Text extract:
····················

Coin-wrapping machines are commonly used by banks, casinos, and other businesses which handle very large quantities of coins. A number of wrapping machines are commercially available; for example, the Standard Rasant machine manufactured by Standardwerk Eugene Reis GMBH, Germany, is described basically in Puhahn, U.S. Pat. No. 3,825,300. These wrapping machines operate extremely rapidly, and may wrap up to about one roll of coins each second. While many different varieties of machines are available, virtually all of the models have a hopper located at an upper portion of the machine into which coins are dumped, and are fed from the hopper by gravity to the stacking and wrapping mechanisms of the apparatus.
It is not uncommon for some facilities to wrap in excess of one million coins in one day. A formidable materials-handling problem is encountered, particularly in view of the fact that it may frequently be necessary to shift from the wrapping of coins of one denomination to coins of another denomination, e.g., from quarters to nickels. Accordingly, it is common for bank, casino, or the like to employ a plurality of wrapping machines to handle the large number and variety of coins to be wrapped.
To facilitate delivery of the coins to the wrapping machines, various conveyor systems to move coins from a central location to the wrapping machines have been devised. For example, a constantly recirculating system comprising a pair of canted endless conveyor belts which act to circulate coins around a closed path having discharge chutes for feeding various coin wrapping machine-hoppers is disclosed in Black et al, U.S. Pat. No. 3,860,017. In this system, coins travel continuously on one of two generally horizontal belts until they fall into a chute leading to a wrapping machine. No provision is made in the Black et al system for returning the coins circulating on the belt to the original source in the event that a rapid change to a different coin denomination is required. Additionally, if a portion of the system (e.g., one or more wrapping machines) experiences a breakdown, the coins will continue to accumulate on the two endless belts, and will eventually overload.
It is an object of the present invention to provide a coin conveyor system for moving coins from a central large hopper to a plurality of wrapping machines which is relatively simple and can operate with little or no supervision, and which is adaptable to a variety of coin supply situations. It is a further object of the invention to provide a coin conveyor system which will deliver coins as required to a plurality of wrapping machine hoppers, without overloading the hoppers, and which will return coins which have not been fed to the wrapping machine hopper to a central location. It is a further object of the invention to provide coin conveying apparatus having take-off chutes which may be operated fully open, fully closed, or at any intermediate position, to adjust the rate of coin supply to the chute according to machine requirements. These and other objects of the invention will be apparent to one skilled in the art from the following detailed description of a specific embodiment of the invention.
A system for delivering coins to coin-processing machines comprises a coin hopper, means for transferring coins from said hopper to a lower portion of an elevating conveyor, a single endless belt traversing a substantially horizontal path, said belt and elongated wall member forming a "V" shaped trough along which coins are carried, a plurality of chutes depending from said elongated walls, ports at the top of said chutes communicating with said trough, and means for adjustably opening and closing said ports to control the flow of coins from the trough into each chute.

····················

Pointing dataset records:
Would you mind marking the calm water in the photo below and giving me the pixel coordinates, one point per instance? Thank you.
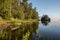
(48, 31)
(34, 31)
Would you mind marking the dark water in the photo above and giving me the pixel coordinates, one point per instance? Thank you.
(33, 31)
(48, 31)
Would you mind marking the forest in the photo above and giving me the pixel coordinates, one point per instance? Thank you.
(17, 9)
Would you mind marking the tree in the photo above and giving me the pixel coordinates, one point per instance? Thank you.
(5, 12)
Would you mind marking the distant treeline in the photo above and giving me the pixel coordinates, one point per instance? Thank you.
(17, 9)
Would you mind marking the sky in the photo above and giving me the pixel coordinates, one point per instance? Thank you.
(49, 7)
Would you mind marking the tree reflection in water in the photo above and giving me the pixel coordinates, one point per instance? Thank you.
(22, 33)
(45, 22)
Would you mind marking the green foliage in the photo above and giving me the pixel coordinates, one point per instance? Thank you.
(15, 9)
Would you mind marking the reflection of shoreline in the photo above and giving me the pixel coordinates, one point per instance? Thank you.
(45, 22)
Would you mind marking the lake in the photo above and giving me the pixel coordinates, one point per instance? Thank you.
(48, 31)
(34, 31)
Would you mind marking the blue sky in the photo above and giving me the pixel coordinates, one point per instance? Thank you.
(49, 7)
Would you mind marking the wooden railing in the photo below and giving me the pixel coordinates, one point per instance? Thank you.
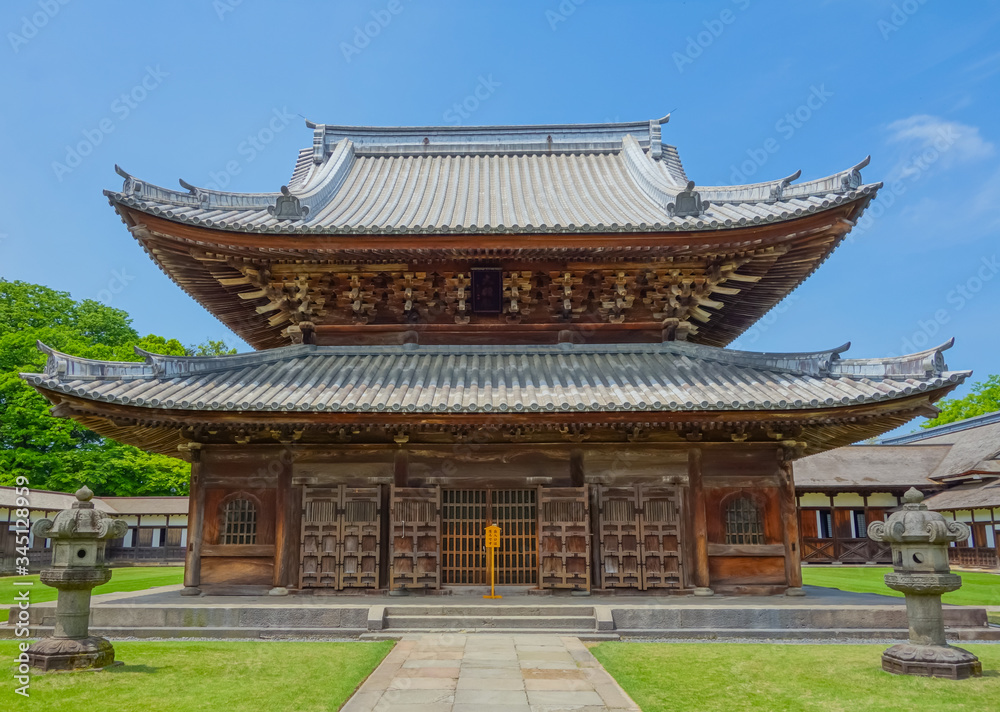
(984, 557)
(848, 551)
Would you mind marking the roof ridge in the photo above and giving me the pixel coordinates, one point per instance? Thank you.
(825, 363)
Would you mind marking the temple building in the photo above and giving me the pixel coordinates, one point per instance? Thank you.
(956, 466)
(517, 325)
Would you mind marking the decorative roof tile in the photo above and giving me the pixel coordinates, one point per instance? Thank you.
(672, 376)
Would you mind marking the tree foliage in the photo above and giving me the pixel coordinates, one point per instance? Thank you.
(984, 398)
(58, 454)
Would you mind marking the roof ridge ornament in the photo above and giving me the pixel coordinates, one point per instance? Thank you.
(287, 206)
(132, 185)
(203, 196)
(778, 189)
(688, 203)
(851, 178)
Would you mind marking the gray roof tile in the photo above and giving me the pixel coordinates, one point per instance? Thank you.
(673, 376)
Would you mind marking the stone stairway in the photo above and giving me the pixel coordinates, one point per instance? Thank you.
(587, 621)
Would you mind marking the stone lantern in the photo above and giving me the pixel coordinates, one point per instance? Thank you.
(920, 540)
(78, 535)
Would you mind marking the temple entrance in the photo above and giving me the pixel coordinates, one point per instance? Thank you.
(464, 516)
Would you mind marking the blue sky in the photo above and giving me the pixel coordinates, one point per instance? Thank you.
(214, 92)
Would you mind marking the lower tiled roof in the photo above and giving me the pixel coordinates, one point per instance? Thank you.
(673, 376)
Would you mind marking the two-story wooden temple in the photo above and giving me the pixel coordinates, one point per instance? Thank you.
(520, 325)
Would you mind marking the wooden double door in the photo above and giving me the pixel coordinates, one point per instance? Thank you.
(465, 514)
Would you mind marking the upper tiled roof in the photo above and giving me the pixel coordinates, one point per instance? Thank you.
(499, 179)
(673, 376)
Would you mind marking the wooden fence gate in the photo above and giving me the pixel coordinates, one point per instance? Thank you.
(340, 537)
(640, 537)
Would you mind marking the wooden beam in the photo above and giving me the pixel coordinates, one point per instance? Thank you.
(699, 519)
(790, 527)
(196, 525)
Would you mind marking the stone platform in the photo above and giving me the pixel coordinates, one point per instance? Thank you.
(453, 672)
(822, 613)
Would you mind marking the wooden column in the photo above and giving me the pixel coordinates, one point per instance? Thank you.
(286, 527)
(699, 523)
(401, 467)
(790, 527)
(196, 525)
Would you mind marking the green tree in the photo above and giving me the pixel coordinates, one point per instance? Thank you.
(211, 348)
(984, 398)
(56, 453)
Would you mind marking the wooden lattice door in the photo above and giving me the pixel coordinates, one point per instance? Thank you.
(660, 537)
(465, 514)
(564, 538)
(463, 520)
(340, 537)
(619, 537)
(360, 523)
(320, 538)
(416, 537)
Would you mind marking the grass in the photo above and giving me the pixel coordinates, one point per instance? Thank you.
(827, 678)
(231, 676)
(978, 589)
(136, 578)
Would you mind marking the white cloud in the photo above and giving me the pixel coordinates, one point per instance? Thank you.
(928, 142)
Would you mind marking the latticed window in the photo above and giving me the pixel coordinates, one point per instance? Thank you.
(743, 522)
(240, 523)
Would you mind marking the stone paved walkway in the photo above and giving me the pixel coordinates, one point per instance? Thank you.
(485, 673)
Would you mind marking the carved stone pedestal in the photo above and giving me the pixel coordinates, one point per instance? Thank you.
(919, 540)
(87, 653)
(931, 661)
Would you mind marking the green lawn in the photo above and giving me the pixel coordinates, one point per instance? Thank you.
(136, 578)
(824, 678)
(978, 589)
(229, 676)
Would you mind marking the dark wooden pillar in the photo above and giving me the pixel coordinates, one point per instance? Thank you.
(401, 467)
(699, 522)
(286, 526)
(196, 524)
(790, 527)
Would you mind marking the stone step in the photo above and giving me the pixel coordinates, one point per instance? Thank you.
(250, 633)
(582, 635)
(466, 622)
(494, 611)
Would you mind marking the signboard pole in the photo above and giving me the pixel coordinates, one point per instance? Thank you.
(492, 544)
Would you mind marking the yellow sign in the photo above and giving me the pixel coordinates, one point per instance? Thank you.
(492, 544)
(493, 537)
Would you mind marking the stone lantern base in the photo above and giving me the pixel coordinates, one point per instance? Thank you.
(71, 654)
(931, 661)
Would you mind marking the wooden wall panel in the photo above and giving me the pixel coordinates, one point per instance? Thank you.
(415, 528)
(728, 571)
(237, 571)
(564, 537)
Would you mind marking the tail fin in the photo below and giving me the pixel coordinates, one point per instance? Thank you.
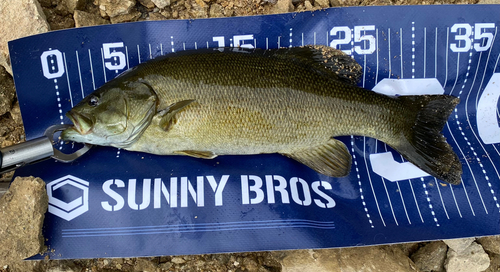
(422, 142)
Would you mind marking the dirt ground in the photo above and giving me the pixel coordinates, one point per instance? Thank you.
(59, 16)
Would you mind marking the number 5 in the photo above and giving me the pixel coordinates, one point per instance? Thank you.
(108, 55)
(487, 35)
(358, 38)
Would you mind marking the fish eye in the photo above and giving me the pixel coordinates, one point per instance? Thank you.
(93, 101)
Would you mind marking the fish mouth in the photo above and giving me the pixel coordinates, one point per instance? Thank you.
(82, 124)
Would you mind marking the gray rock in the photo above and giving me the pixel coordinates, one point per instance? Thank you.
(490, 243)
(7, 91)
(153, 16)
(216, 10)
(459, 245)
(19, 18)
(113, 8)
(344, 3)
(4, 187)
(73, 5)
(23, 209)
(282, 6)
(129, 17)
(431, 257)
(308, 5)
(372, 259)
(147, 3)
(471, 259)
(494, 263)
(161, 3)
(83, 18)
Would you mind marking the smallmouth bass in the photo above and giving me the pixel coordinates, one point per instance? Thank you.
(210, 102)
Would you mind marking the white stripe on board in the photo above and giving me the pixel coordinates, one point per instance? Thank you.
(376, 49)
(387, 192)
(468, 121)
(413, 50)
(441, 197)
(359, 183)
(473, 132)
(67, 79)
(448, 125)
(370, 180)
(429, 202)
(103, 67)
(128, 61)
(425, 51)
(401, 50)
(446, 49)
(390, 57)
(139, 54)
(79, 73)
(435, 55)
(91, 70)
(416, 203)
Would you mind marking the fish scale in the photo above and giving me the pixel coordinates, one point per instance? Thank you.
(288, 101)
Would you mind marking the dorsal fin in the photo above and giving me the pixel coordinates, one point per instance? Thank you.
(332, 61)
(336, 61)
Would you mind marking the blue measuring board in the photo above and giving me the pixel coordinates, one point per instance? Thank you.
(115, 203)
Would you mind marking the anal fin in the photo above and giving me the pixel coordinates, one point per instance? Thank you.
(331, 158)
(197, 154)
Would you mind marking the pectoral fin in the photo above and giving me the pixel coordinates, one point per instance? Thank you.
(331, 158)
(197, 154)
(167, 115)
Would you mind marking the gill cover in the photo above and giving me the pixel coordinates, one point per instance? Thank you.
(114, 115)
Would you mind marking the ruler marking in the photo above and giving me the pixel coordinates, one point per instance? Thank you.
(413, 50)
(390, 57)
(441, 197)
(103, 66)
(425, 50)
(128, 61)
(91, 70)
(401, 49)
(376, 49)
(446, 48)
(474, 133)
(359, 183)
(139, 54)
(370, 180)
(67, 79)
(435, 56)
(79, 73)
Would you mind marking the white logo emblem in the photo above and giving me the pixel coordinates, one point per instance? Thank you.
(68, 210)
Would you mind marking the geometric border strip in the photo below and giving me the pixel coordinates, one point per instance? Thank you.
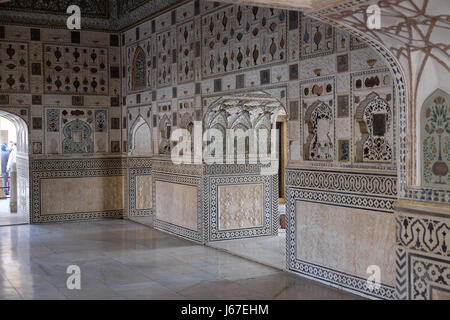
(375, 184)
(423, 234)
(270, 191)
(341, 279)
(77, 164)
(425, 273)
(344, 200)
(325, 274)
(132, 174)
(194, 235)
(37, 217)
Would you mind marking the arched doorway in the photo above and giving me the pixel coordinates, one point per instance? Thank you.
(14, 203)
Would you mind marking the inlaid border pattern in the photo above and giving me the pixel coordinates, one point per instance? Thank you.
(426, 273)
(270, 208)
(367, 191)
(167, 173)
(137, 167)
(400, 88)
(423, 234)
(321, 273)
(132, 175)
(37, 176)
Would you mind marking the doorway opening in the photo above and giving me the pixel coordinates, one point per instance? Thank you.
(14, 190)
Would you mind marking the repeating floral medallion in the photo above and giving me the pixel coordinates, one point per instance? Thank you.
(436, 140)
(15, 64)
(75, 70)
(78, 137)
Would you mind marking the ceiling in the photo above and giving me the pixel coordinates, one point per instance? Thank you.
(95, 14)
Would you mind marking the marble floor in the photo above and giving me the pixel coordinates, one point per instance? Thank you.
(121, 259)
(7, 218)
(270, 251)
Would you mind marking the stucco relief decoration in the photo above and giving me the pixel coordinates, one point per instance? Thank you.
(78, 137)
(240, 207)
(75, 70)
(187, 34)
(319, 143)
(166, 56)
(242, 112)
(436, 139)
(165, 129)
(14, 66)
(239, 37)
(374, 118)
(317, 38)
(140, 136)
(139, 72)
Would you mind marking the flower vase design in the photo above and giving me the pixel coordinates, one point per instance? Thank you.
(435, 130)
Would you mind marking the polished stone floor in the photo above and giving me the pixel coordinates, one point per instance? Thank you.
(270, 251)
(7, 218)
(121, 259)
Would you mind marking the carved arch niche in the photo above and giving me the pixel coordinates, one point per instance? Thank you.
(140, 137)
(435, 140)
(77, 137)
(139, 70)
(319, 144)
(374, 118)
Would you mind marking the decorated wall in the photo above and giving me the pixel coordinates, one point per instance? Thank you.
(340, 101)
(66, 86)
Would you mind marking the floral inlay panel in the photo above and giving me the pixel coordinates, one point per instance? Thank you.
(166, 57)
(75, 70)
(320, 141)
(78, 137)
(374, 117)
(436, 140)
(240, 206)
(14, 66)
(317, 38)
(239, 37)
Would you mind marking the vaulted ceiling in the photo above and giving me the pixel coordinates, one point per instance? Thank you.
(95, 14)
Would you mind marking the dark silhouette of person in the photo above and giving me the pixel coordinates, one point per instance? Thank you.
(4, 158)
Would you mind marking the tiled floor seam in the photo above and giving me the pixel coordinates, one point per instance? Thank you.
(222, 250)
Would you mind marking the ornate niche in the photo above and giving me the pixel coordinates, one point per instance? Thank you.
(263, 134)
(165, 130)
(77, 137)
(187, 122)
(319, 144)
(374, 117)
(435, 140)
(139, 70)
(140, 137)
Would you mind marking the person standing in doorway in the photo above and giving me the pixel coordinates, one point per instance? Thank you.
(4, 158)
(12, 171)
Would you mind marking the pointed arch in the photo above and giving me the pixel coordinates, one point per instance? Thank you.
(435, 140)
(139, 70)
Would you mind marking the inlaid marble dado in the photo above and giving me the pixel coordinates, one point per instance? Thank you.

····················

Exercise: Print the stretch of the coin conveyor text from "It is not uncommon" through "to be wrapped.".

Exercise answer:
It is not uncommon for some facilities to wrap in excess of one million coins in one day. A formidable materials-handling problem is encountered, particularly in view of the fact that it may frequently be necessary to shift from the wrapping of coins of one denomination to coins of another denomination, e.g., from quarters to nickels. Accordingly, it is common for bank, casino, or the like to employ a plurality of wrapping machines to handle the large number and variety of coins to be wrapped.